◆ Extract provided ◆

———

Some SZ people are open to “reality checks.” Some aren’t. I’m very resistant to talk of earlier events in my life not being real. To me they happened. When I went on meds, the meds didn’t suddenly change the past. It didn’t erase all the bad memories. All I can do is my best to stay in the present moment, trust in my medication to help me, and also let the voices and delusions present themselves, and let them fade into nothing again.

I don’t think were allowed to talk about psychic things like prophetic dreams on this site, so don’t get me started (I could go on for pages :wink: ). All I can say is, with reality, all the view points and collections of viewpoints are subjective. I’d leave it at that and just try to live in the now. If some aspect of reality presents itself, constantly bring yourself back to what’s going on around you. For example, if you think aliens are putting their thoughts into your mind…take a deep breath and concentrate on the sensations around you. Do some chores. Go for a walk and feel the wind in your hair. Those are real.

———

◆ Dataset extract ◆
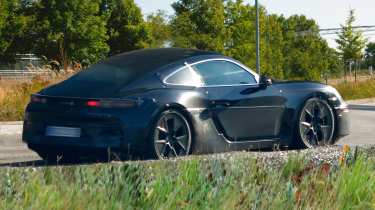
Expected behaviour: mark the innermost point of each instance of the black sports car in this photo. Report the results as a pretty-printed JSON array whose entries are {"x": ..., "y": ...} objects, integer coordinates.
[{"x": 162, "y": 103}]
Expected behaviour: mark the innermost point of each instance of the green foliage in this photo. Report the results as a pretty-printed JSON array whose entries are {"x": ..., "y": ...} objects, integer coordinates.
[
  {"x": 159, "y": 28},
  {"x": 14, "y": 24},
  {"x": 126, "y": 27},
  {"x": 350, "y": 42},
  {"x": 240, "y": 38},
  {"x": 370, "y": 54},
  {"x": 198, "y": 24},
  {"x": 86, "y": 31},
  {"x": 285, "y": 52},
  {"x": 305, "y": 51},
  {"x": 70, "y": 31},
  {"x": 238, "y": 182}
]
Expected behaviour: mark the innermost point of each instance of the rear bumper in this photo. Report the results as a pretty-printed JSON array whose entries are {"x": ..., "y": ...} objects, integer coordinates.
[
  {"x": 106, "y": 137},
  {"x": 96, "y": 135},
  {"x": 343, "y": 122}
]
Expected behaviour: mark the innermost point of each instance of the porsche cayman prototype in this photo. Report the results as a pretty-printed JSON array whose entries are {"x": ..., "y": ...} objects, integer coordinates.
[{"x": 165, "y": 103}]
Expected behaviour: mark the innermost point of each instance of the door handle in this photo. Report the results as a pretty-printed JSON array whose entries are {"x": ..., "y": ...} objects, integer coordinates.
[{"x": 220, "y": 103}]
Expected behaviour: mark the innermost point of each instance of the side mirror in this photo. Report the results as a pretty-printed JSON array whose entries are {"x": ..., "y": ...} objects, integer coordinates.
[{"x": 265, "y": 81}]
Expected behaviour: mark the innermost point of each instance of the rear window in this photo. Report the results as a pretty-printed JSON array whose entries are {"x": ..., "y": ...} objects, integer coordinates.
[
  {"x": 127, "y": 67},
  {"x": 103, "y": 73}
]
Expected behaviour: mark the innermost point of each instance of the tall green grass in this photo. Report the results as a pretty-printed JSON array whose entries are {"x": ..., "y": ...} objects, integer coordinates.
[
  {"x": 358, "y": 90},
  {"x": 234, "y": 183}
]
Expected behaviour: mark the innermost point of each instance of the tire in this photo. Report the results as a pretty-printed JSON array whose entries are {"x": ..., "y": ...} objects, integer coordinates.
[
  {"x": 315, "y": 124},
  {"x": 171, "y": 136}
]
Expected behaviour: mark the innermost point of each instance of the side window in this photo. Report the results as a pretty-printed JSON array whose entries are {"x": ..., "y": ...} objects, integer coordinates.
[
  {"x": 185, "y": 76},
  {"x": 223, "y": 73}
]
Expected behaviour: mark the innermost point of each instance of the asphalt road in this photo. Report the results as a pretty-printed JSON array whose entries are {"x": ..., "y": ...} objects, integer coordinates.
[{"x": 362, "y": 119}]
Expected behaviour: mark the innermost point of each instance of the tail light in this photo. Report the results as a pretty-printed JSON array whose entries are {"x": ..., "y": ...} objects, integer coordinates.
[
  {"x": 38, "y": 99},
  {"x": 112, "y": 103}
]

———

Reproduce the passage of the post on reality checks, starting with "Some SZ people" and going on through "into nothing again.".

Some SZ people are open to “reality checks.” Some aren’t. I’m very resistant to talk of earlier events in my life not being real. To me they happened. When I went on meds, the meds didn’t suddenly change the past. It didn’t erase all the bad memories. All I can do is my best to stay in the present moment, trust in my medication to help me, and also let the voices and delusions present themselves, and let them fade into nothing again.